■ Selection ■
[BEGIN]
A Failed Small Business Owner; An Aspiring Archeologist



Why can’t I get people to buy my jewelry? What is wrong with the way I am running nvz? Why can’t I seem to make this work? Am I just not qualified enough? Not talented enough? Is it me?



These are questions I genuinely ask myself every day on my journey with nvz.customs. The idea for nvz.customs hit me one day like a brick, and I have been dead set on making it happen ever since. When I began nvz.customs, the company was as small as a small business could get: I was selling a few paintings (most of them sponge bob-themed lol) to customers around my neighborhood. Despite my small profit margin, my dream was large: I wanted to help students in the same way so many other students and mentors have helped me.


 

During my Master's year, my teachers would constantly discuss the need for more POC representation across all fields of high academic research. These classes brought up discussions that my privilege had shielded me from my entire life, such as: Why is a white lady teaching me African history? Do I have the right to study and publish foreign cultures? Why does everyone on this dig look like me?


The lack of BIPOC representation in the archeological field upset me. I asked myself, how do I get people to care about this problem? How do I bring attention to problems within a field that most people conceive as unimportant or useless? Is there anything I can actually do to make a difference, or am I just presenting myself as the dreaded ‘White Savior’ archetype?
[END]
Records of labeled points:
[BEGIN]
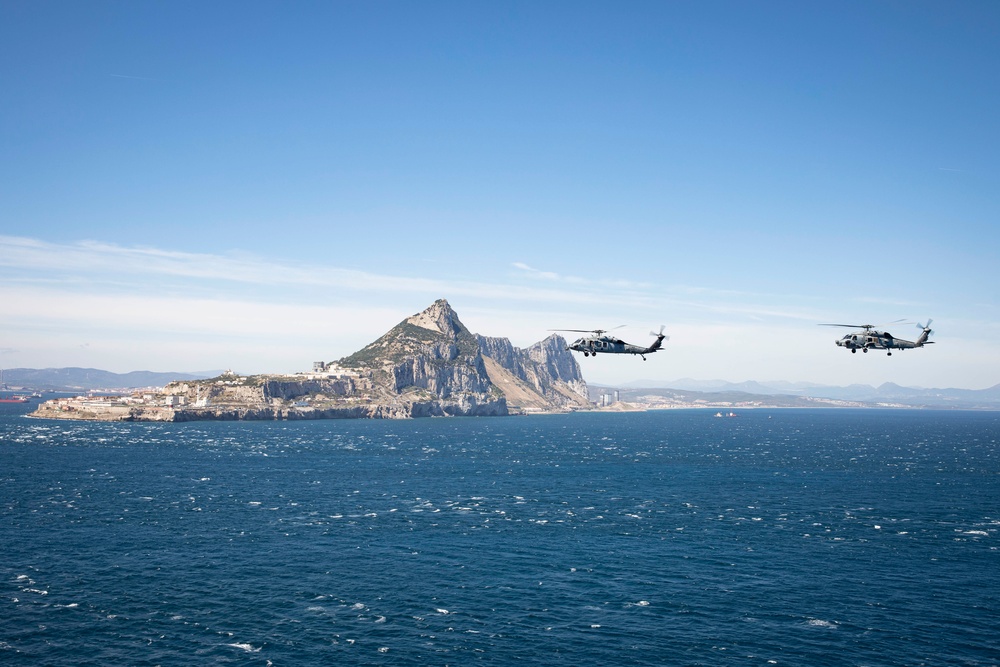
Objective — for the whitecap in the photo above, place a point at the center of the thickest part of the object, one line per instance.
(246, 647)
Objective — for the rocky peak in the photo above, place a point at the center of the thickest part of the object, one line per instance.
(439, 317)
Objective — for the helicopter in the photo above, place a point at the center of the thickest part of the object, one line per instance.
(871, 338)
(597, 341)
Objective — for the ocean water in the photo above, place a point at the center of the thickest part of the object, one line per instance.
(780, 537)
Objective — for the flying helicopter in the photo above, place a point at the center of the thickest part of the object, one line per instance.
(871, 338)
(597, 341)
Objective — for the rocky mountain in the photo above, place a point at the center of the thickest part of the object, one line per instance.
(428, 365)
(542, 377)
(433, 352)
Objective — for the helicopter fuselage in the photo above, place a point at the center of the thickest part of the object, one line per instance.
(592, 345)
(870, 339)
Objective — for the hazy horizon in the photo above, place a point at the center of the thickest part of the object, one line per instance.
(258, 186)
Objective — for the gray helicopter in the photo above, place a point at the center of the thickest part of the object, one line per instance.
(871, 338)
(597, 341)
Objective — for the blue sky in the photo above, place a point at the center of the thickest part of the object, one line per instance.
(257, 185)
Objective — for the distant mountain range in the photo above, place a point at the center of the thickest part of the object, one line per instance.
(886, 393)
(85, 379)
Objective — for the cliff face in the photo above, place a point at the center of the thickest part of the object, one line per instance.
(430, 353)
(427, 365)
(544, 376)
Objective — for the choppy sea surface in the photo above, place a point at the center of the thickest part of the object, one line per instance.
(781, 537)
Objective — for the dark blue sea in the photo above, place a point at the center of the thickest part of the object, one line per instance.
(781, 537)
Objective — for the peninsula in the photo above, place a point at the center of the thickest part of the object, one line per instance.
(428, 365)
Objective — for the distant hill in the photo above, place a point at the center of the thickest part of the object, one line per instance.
[END]
[BEGIN]
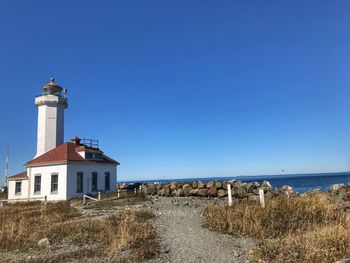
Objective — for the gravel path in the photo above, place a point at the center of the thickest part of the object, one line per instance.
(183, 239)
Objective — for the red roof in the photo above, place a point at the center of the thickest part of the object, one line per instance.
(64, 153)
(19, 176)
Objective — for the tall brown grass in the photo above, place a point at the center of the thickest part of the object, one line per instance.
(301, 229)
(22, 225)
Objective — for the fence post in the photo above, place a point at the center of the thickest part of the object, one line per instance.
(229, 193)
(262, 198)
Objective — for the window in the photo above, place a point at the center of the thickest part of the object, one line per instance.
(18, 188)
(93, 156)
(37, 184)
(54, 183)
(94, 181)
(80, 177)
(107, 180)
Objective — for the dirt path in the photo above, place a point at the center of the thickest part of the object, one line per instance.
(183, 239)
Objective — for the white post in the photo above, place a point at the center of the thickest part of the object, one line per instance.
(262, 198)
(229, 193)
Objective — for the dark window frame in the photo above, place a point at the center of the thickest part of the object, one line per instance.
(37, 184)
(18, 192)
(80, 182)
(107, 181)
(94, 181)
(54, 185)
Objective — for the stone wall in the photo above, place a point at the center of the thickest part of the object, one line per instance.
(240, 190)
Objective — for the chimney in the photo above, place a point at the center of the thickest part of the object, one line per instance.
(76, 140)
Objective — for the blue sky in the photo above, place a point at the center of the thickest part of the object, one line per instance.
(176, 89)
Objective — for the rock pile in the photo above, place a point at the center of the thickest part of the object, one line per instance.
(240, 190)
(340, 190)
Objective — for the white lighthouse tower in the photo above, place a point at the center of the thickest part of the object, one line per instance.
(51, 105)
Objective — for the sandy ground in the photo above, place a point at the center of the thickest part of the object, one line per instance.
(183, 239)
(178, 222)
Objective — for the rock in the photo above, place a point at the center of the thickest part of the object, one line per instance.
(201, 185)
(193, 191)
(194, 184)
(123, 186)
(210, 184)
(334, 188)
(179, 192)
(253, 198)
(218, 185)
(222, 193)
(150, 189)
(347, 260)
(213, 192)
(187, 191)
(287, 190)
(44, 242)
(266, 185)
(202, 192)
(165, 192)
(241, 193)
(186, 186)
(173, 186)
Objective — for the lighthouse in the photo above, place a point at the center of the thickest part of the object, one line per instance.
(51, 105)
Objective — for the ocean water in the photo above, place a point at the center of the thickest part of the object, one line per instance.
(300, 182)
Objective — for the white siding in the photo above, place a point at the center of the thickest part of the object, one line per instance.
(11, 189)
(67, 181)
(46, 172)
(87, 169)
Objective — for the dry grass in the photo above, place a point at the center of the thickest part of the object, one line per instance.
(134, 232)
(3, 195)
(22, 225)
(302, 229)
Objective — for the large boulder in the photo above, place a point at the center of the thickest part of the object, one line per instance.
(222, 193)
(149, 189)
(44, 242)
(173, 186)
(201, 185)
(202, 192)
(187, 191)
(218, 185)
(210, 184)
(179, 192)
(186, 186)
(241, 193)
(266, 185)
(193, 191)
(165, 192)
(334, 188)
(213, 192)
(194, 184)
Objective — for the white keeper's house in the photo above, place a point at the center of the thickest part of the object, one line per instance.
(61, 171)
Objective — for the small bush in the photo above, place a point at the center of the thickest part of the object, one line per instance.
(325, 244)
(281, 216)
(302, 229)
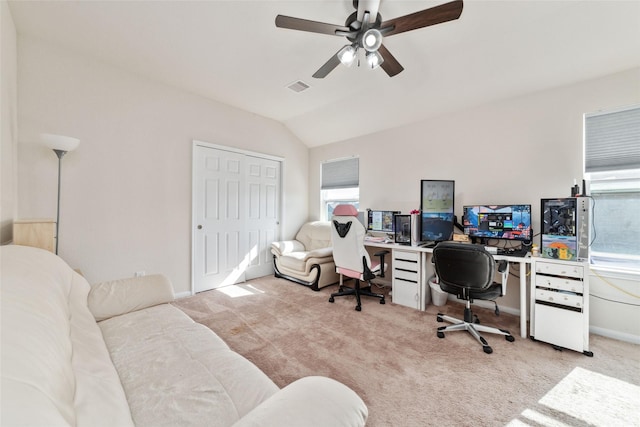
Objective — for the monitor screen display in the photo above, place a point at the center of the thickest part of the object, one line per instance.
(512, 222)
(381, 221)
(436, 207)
[END]
In the excerpt, what was nvz.customs selling when it first began? Rely only on the excerpt for the answer.

■ The solution ■
It was selling a few paintings, most of them sponge bob-themed, to customers around the neighborhood.